● **Text section**:
......

I’m Telling Mommy You Bit the Mailman

August 4, 2008 at 6:00 am (General, Marcia Colette)

While on vacation to the Grand Canyon last week, my friends and we took Route 66 from Flagstaff to get there.  There was this one stretch of land where the pine trees were thick and the bark was so dark that it looked someone rubbed it with charcoal.  Think the wooded scene from Tales from the Darkside and that’s what you have.  The first thought that came to mind was, “Gee, this would make a fabulous vacation for a family of werewolves.”

We all have fond family memories of going on vacation, but what would you do if your child, sibling, or spouse was a werewolf?  What special things would you have to take into consideration if they had to change mid-trip? 

A cruise is pretty much out of the question.  Even if your family member changed into a mermaid, it’s not like the Royal Caribbean will stop to pick them up when they’re done stretching their fins.  In that case, I hope you have enough money to afford your own private yacht or small scooner.  Also, let’s hope the Coast Guard won’t stop to chat. 

Camping would probably be the best trip for the shapeshifting relatives because there’s enough room to roam free.  The beach wouldn’t be a bad idea as long as you choose semi-private.  The last thing a stranger wants to see is her human child playing with a cheetah or a wolf on the beach.  I can see the non-shifter husband trying to explain the scene away: “Don’t worry.  That’s just my harmless wife going for a lope with your son.  She likes children.”

I guess the biggest worry would be someone reporting a wild animal on the loose.  How in the world do you explain it to animal control?  “Sir, my husband is just going for a rabbit snack because he didn’t get enough to eat at the dinner theatre.  I swear.  You can even test that blood dripping from his jaw.”

The most interesting part would come from the kids, of course.  We all know how well they can keep a secret when they’re five years old, right?

Mrs. Spears checked off the next name on her list.  “And Rebecca, honey, would you please share with the class what your mommy does for a living?”

“Oh, my mommy turns into a lion at night and goes after deers.  Sometimes, though, she’s not good at gettin’ all the blood off her paws.  Daddy sometimes has to lick it for her.  Then, they both flop over on their sides with their bellies full of deer meat, beaver meat, and that mean ol’ Mr. D’Amario who’s always ‘plaining about the smell comin’ from the shed.  I bet he won’t ‘plain no more.”

“Oh.  Okay.  Um…Michele, honey, you’re uh…you’re next.  I think.  And Rebecca, sweetie, don’t go anywhere, okay?  We should really talk to Principal Devoti after school.  Maybe share this story with the school counselor, Mr. St. Giles, while we’re at it.”

Little Rebecca shook her head.  “Uh uh.  My mommy told me not to tell nobody.  I only shared this with you ’cause you asked us to.  Mommy and Daddy said nothing ’bout sharin’ it.  If I told you, Mommy and Daddy might put you next to the rest of Mr. D’Amario.  That would make me sad.”

Let’s not forget about the sibling rivalries.  That’s a nightmare waiting to happen, especially when you have to worry about little Deborah being a werewolf and fully aware of what territorial rights mean.  Poor little AJ is bound to lose an arm if she steals her sister’s doll.

......

● **Provided material**:
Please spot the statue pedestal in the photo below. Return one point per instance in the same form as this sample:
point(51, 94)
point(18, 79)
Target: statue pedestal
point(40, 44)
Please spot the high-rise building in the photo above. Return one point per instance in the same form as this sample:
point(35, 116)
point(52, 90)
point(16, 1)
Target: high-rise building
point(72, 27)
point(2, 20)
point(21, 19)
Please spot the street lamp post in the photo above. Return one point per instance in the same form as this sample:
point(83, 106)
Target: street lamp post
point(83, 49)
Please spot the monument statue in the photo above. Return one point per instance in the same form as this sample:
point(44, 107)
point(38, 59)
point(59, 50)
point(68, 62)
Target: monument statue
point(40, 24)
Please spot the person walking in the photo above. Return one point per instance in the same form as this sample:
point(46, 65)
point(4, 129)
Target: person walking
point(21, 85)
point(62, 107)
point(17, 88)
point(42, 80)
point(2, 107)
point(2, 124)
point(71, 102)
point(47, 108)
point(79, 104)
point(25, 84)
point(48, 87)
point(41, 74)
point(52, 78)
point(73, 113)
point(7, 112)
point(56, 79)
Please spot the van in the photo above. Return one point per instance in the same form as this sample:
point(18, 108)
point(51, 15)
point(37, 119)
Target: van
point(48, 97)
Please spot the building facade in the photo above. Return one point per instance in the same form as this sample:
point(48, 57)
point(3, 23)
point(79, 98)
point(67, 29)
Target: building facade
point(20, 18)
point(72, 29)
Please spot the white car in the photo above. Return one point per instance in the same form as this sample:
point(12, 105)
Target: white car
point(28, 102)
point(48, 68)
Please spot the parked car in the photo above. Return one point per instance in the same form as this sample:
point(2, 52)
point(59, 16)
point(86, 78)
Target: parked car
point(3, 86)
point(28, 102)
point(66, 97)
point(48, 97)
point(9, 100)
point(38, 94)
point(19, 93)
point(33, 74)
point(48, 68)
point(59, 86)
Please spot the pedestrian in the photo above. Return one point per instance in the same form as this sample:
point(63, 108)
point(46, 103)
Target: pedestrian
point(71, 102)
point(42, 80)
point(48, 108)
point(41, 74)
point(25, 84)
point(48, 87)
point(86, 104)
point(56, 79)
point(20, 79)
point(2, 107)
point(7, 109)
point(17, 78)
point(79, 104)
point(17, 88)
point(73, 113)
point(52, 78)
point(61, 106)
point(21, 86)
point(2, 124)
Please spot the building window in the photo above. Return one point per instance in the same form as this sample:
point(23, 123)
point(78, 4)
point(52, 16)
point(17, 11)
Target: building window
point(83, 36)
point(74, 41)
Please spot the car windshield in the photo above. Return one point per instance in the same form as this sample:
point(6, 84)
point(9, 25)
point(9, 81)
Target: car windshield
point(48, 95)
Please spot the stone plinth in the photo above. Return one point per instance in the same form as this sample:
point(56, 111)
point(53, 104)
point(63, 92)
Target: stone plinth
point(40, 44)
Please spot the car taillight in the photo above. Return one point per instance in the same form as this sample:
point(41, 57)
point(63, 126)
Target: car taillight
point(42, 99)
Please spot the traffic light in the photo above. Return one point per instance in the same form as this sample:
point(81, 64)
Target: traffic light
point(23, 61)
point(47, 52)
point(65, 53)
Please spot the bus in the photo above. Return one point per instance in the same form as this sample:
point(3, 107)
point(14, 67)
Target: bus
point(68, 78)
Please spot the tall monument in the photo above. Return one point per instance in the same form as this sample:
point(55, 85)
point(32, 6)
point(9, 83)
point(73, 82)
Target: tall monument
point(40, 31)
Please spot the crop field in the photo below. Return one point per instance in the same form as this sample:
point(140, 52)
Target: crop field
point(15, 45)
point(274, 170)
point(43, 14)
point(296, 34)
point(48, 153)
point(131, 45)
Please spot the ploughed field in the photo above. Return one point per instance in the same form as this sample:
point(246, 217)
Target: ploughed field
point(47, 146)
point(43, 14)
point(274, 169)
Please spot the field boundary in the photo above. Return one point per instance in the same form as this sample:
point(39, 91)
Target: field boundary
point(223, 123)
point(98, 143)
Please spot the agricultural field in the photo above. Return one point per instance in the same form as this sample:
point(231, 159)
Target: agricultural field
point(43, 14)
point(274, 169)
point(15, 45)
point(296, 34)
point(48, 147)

......

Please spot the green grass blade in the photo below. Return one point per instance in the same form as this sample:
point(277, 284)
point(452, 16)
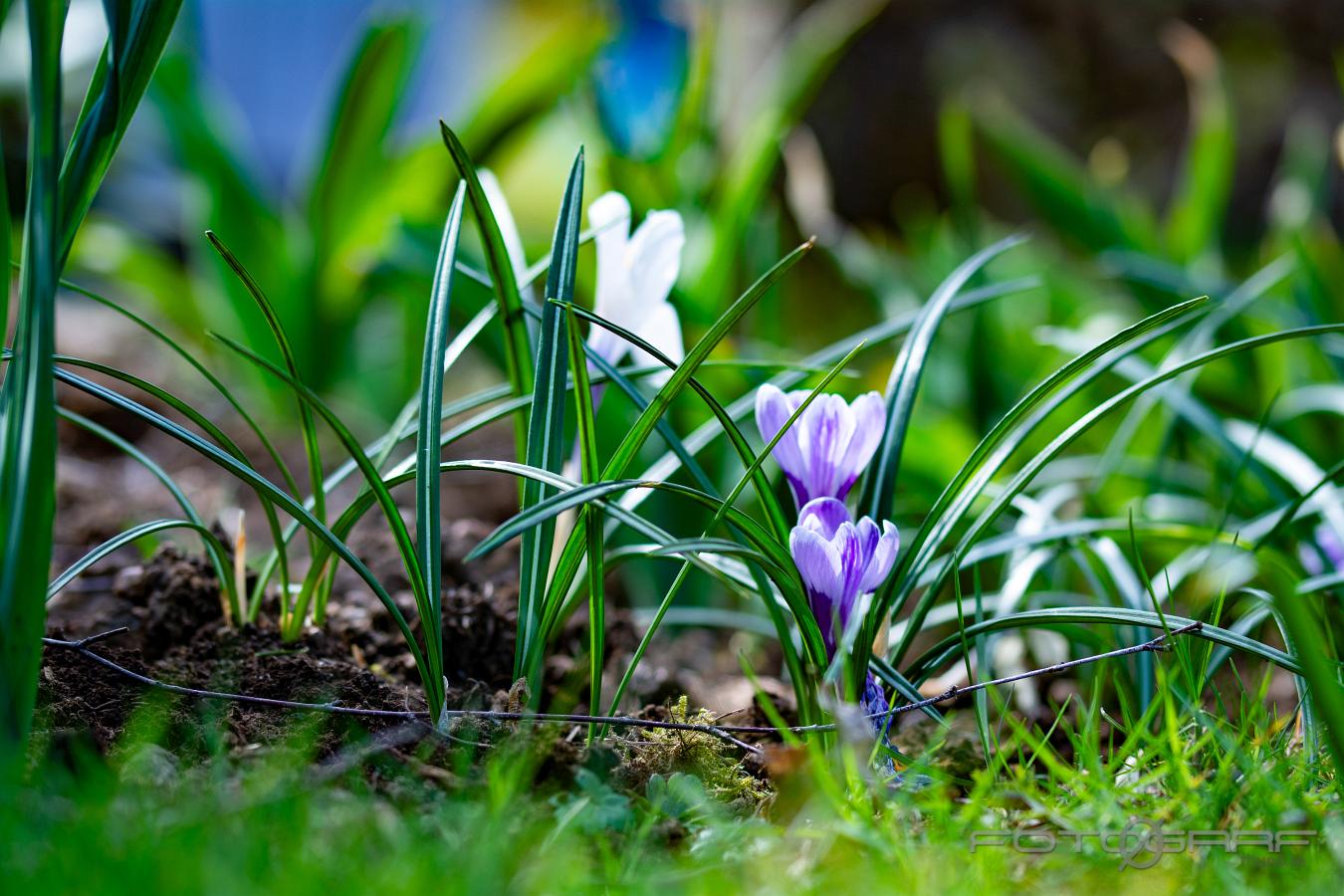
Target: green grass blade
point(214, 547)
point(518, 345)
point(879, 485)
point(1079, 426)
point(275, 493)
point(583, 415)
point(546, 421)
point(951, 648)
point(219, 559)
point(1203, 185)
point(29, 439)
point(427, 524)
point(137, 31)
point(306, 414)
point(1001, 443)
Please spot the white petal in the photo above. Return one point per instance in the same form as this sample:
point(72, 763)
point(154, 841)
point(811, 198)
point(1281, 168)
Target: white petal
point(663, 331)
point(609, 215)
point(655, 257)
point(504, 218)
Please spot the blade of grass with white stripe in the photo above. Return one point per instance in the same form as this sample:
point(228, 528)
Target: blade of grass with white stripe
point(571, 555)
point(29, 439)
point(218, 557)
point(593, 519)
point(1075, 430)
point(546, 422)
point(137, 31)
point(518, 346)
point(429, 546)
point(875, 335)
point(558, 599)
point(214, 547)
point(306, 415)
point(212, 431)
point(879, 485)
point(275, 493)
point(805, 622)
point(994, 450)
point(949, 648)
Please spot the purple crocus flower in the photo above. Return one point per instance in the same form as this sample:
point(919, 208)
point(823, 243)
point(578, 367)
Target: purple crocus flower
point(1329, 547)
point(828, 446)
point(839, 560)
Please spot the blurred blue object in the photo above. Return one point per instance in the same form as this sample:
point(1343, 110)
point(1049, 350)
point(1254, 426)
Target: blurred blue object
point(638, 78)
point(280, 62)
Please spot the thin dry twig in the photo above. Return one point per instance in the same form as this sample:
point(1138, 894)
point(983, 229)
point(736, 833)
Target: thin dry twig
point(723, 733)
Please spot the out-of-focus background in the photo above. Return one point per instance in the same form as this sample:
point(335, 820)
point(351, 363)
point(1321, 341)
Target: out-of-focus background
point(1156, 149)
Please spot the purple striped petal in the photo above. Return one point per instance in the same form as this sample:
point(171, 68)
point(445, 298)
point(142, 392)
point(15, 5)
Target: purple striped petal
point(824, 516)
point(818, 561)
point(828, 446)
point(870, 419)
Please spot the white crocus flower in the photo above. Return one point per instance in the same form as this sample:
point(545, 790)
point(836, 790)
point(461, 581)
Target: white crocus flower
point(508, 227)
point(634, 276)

......

Reproduce the portion of the werewolf vacation post between "Let’s not forget" and "her sister’s doll.", inclusive.

● **Task result**:
Let’s not forget about the sibling rivalries.  That’s a nightmare waiting to happen, especially when you have to worry about little Deborah being a werewolf and fully aware of what territorial rights mean.  Poor little AJ is bound to lose an arm if she steals her sister’s doll.